> _Exercise_: Print the stretch of the records from their first line through the line containing "point(99, 223)", including both of those lines and leaving every line unchanged.

[Stored data]
---+---

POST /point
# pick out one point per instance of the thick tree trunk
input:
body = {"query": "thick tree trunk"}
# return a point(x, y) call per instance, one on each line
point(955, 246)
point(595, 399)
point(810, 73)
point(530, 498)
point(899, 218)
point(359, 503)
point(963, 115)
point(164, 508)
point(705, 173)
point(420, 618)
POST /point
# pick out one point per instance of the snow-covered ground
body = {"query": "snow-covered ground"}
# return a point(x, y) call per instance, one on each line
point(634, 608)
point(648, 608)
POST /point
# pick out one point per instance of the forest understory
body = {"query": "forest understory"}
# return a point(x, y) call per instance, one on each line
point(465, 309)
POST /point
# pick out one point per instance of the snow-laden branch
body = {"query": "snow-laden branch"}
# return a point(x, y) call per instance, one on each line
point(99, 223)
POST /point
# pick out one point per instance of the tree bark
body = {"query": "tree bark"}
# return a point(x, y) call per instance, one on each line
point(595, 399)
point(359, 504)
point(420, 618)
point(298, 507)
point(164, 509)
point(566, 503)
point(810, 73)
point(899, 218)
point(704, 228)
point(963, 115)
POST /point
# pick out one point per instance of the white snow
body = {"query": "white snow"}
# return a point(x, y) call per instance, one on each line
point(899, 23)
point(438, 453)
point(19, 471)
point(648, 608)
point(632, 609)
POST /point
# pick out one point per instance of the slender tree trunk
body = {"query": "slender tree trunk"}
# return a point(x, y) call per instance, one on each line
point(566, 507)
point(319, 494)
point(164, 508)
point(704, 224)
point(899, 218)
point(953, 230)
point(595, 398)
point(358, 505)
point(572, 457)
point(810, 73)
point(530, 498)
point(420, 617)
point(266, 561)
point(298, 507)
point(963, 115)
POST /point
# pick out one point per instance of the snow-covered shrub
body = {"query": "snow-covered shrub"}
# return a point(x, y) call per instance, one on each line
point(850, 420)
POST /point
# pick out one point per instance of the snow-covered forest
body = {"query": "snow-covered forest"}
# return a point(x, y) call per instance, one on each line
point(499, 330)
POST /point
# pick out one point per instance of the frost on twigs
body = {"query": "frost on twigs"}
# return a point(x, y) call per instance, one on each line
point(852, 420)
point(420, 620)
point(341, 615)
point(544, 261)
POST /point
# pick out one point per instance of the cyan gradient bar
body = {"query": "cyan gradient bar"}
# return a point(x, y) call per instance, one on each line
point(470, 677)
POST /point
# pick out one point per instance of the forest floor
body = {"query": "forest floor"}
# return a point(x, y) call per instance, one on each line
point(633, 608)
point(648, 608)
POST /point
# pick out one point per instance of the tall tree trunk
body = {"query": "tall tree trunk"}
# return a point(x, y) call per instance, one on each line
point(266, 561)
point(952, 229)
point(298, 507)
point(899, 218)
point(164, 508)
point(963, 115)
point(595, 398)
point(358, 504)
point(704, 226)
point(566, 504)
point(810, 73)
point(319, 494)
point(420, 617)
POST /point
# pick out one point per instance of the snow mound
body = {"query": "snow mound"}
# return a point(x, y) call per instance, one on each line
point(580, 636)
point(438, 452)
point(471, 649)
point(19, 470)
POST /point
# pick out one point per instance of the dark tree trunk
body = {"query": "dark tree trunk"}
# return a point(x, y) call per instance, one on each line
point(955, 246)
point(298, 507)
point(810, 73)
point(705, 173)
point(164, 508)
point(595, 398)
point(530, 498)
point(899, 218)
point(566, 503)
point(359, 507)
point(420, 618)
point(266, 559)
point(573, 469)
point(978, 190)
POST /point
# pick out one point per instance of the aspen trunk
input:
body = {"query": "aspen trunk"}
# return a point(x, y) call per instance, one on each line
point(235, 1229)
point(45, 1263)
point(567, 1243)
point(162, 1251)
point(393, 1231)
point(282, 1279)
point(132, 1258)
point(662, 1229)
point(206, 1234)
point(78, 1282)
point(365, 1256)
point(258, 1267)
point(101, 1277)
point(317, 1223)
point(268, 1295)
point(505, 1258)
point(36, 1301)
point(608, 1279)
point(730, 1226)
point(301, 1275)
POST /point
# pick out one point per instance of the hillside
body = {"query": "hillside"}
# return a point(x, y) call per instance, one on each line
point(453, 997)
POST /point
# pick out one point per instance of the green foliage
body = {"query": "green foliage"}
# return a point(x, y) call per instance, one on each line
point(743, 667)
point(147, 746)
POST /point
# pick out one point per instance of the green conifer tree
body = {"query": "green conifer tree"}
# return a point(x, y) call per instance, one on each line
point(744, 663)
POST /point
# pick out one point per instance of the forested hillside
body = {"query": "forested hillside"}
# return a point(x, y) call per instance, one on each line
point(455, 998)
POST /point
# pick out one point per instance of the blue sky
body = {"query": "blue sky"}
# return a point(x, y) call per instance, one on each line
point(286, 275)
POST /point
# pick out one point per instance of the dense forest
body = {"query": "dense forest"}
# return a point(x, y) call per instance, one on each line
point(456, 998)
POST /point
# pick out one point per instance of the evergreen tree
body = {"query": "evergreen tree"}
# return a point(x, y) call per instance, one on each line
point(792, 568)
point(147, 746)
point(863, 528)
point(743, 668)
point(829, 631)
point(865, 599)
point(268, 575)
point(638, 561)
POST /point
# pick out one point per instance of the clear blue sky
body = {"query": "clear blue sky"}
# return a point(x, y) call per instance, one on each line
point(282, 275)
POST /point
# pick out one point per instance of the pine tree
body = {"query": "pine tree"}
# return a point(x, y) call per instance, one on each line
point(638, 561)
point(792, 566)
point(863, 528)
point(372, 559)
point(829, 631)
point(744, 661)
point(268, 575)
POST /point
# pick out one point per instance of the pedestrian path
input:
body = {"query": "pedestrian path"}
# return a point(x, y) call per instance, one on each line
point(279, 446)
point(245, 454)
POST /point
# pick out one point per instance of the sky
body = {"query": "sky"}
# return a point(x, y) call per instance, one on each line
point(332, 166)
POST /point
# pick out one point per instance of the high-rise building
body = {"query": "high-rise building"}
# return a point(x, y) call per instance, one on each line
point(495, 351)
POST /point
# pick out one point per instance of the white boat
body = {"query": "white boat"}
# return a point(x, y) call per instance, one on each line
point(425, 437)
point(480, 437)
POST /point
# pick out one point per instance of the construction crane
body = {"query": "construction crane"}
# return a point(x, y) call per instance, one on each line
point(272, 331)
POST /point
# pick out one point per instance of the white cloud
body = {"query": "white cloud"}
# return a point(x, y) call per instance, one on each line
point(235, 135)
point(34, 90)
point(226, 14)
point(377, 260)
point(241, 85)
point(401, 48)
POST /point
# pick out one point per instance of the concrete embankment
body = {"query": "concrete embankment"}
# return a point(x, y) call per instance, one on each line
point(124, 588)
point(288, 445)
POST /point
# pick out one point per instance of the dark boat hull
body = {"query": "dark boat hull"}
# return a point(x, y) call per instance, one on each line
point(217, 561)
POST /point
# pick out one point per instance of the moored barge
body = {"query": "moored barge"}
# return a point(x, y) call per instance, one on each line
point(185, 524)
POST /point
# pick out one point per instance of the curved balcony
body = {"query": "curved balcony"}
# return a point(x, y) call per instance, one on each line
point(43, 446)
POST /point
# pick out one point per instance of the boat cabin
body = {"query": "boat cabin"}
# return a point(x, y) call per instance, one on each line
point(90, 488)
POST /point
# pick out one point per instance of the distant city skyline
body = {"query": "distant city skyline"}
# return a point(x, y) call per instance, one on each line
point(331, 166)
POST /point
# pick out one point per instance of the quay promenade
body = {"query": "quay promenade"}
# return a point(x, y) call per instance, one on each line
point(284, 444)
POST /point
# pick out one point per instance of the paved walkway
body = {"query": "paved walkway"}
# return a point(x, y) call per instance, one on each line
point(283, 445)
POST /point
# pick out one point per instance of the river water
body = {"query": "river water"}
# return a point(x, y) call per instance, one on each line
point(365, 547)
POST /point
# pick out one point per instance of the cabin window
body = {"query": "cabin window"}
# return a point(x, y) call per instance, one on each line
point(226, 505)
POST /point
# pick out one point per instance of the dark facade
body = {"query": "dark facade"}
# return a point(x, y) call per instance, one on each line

---+---

> _Exercise response_:
POST /point
# pick out one point per instance of the thick tree trunk
input:
body = {"query": "thick tree trunk"}
# return a point(x, y) call per instance, one on each line
point(955, 246)
point(595, 399)
point(810, 73)
point(530, 498)
point(899, 218)
point(359, 503)
point(963, 115)
point(164, 508)
point(705, 173)
point(420, 618)
POST /point
# pick out one point per instance of the snow-covered ground
body = {"query": "snow-covered ground"}
# return a point(x, y) call per instance, one on each line
point(634, 608)
point(648, 608)
POST /point
# pick out one point per instance of the forest understory
body = {"query": "forest understory"}
# return a point(x, y) call per instance, one on each line
point(465, 309)
POST /point
# pick out one point per instance of the snow-laden branch
body = {"query": "snow-laden branch"}
# return a point(x, y) call per instance, one on each line
point(99, 223)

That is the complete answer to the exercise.